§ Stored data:
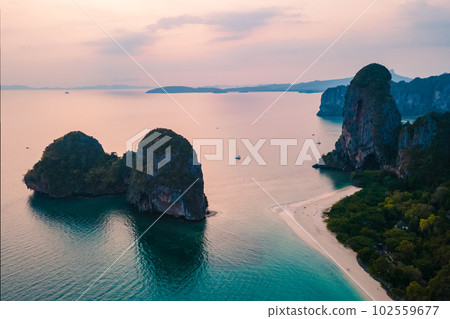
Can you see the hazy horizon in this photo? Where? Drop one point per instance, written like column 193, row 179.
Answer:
column 56, row 44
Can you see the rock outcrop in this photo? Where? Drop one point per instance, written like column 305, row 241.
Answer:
column 371, row 124
column 159, row 191
column 374, row 138
column 415, row 98
column 77, row 165
column 424, row 146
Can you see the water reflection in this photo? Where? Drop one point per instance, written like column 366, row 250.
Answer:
column 170, row 256
column 76, row 213
column 172, row 252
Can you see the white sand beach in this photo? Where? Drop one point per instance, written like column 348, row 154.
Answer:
column 305, row 219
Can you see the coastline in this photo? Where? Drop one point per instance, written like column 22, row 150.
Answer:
column 305, row 219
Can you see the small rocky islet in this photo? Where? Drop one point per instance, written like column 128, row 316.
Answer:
column 373, row 136
column 76, row 165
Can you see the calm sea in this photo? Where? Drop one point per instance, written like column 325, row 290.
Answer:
column 53, row 249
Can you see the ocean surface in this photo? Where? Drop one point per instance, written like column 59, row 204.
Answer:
column 54, row 249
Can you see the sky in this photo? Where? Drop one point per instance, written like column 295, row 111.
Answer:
column 206, row 43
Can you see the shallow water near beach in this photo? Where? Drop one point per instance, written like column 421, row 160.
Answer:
column 54, row 249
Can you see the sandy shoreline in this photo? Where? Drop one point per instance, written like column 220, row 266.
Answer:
column 305, row 219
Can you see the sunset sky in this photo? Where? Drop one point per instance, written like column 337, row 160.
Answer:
column 200, row 42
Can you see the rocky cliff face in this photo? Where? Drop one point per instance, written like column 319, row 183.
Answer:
column 77, row 165
column 418, row 97
column 423, row 140
column 332, row 101
column 157, row 192
column 371, row 123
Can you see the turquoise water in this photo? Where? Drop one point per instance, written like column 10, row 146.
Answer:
column 54, row 249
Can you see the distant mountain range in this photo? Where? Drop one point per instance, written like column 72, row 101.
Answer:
column 304, row 87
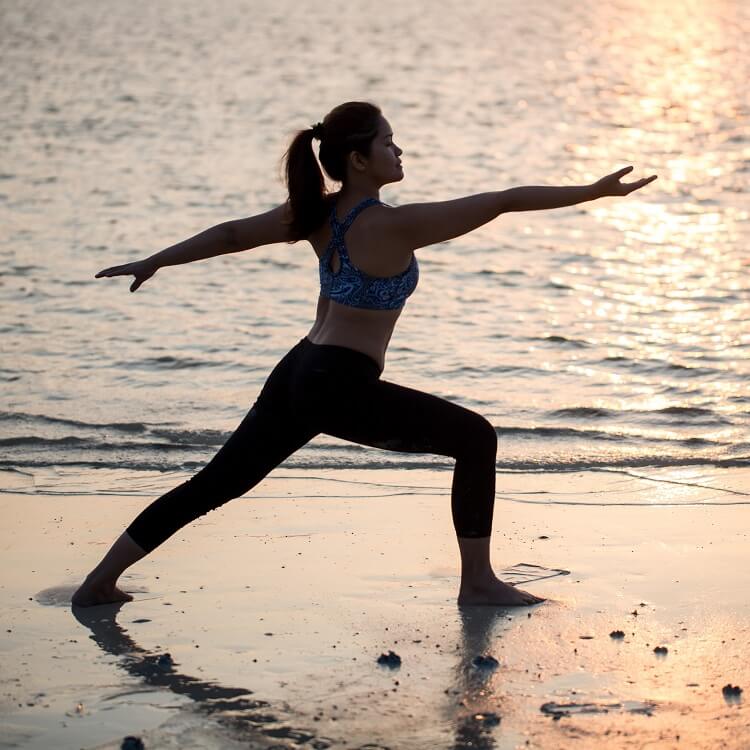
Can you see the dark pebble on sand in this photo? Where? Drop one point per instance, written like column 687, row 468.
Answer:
column 487, row 720
column 165, row 660
column 391, row 659
column 485, row 662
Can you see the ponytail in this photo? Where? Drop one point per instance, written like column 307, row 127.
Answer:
column 307, row 192
column 349, row 127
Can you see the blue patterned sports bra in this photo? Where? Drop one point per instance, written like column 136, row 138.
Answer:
column 352, row 287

§ WHAT IS ASKED: Repeat every line of the stored data above word for word, leaving out the picture lines.

§ EXERCISE SOLUTION:
Can you see the hazy horizon in this photo? Where? Drop one point per instance, written like column 193, row 179.
Answer:
column 56, row 44
Can you see the rock outcrop in this photo? Where? Drop one point per instance, written like column 305, row 241.
Answer:
column 371, row 124
column 159, row 191
column 374, row 138
column 415, row 98
column 77, row 165
column 424, row 146
Can you see the water reflection in this photo? Where? Drop one point per instance, written like column 366, row 250.
Answer:
column 170, row 256
column 76, row 213
column 172, row 252
Can you see the white sand beach in this photo? Where? Drop one point per instance, written like column 348, row 154.
Answer:
column 305, row 219
Can you see the coastline in this photo? Where? Drop one point per instance, written like column 22, row 150.
Answer:
column 305, row 219
Can you see the small rocky islet in this photo? Where? Drop one point per instance, written like column 128, row 316.
Answer:
column 373, row 136
column 76, row 165
Can you see the calm sea in this photo? Where? Drop one point per instance, written like column 325, row 290.
Answer:
column 53, row 249
Can you see the ocean surface in this photo? Where? Drop one point per instance, written like column 59, row 204.
Answer:
column 54, row 249
Can you see the sky in this photo? Where? Drop one point per instance, written like column 295, row 111.
Answer:
column 206, row 43
Can you see the shallow water near beach in this photo? Where? Drop one point per instance, written like column 421, row 160.
Answer:
column 54, row 249
Can you see the sandy shoreline in this photo? Where? Drop one point per instance, written like column 220, row 266.
Answer:
column 305, row 219
Can you see the sunset sky in this photo? Where? Drop one point per instance, written like column 337, row 160.
Answer:
column 200, row 42
Can you see the rocky cliff face in this photo? Where? Drop one point per instance, written like column 319, row 183.
Answer:
column 77, row 165
column 418, row 97
column 423, row 140
column 332, row 101
column 157, row 192
column 371, row 123
Can you see the turquoise water in this photo? Where? Drop one point per instance, written like column 10, row 146.
Answer:
column 54, row 249
Can you see the distant mountain range in this photo? Where? Drop one point per instance, written like column 72, row 101.
Answer:
column 304, row 87
Can you see the dark pebble on sand in this photo? Where? Drop one point per instance, written like column 687, row 468.
Answer:
column 487, row 720
column 165, row 660
column 391, row 659
column 485, row 662
Can you see the ponytail in this photo? Where? Drop one point per instance, written like column 307, row 127.
Answer:
column 307, row 192
column 349, row 127
Can you see the blue patterned sports bra in this photo? Where? Drop one point per instance, written like column 136, row 138.
Answer:
column 352, row 287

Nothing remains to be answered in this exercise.